**Atividade**. Devolva, sem qualquer alteração, a parte do trecho apresentado que vai de "O direito penal" a "a sua absolvição.".

**Trecho apresentado**.
═══

Certo é, que nesses depoimentos, as arguidas não afirmam que o assistente é um mau elemento social, uma pessoa má; não colocam em causa as suas qualidades morais, não lhe apontam defeitos de carácter, não afirmam que ele é indigno, nem sobre ele tecem comentários que reclamem a tutela penal de dissuasão e repressão desse comportamento.
Miguez Garcia e Castela Rio[1] citando o Ac. da R.C. de 23/5/2012[2], dão o seguinte exemplo, carecido de dignidade penal: a expressão «sacana» não tem um conteúdo ofensivo da honra e consideração; trata-se de uma expressão desrespeitosa e nada educada e cortês
Também para o Ac. da R.P. de 20/4/2016[3], aqui aplicável, mutatis mutandis, no qual se decidiu que "Não comete o crime de injúria do art. 181° n° 1 do Cód. Penal, o agente que apelida outrem de «bêbado» e «deficiente» exarou-se sobre a expressão «deficiente» que "...Sendo o assistente paraplégico, dúvidas não restam que padece de uma deficiência e grave. No entanto, as deficiências físicas nada têm a ver com a honra e reputação, pelo se trata de uma expressão desagradável, susceptível de melindrar, mas é uma expressão que não atinge o bom nome e consideração do visado, uma vez que a reputação de um indivíduo não é atingida por ser deficiente físico.
O direito penal tutela os valores fundamentais da vida em sociedade, obedecendo a um princípio de intervenção mínima, bem como de proporcionalidade, imanentes ao Estado de Direito. Assim, nem tudo o que se apresenta como desagradável, pouco ético, será relevante para esse núcleo de interesses penalmente protegidos. No caso em apreço, a lei tutela a dignidade e o bom-nome do visado, não a sua susceptibilidade ou o seu melindre, aliás, compreensíveis. Nesta conformidade, a arguida ao apelidar o assistente de "bêbedo" e "deficiente", não cometeu o crime de injúria que lhe foi imputado, pelo que se impõe a sua absolvição.

═══

**Registos apresentados**.

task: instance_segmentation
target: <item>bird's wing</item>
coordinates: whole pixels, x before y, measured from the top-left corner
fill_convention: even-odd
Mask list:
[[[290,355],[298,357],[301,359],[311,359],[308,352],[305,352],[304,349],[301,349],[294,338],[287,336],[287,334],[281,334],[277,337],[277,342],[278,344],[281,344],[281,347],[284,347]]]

═══

**Exercício resolvido**.
O direito penal tutela os valores fundamentais da vida em sociedade, obedecendo a um princípio de intervenção mínima, bem como de proporcionalidade, imanentes ao Estado de Direito. Assim, nem tudo o que se apresenta como desagradável, pouco ético, será relevante para esse núcleo de interesses penalmente protegidos. No caso em apreço, a lei tutela a dignidade e o bom-nome do visado, não a sua susceptibilidade ou o seu melindre, aliás, compreensíveis. Nesta conformidade, a arguida ao apelidar o assistente de "bêbedo" e "deficiente", não cometeu o crime de injúria que lhe foi imputado, pelo que se impõe a sua absolvição.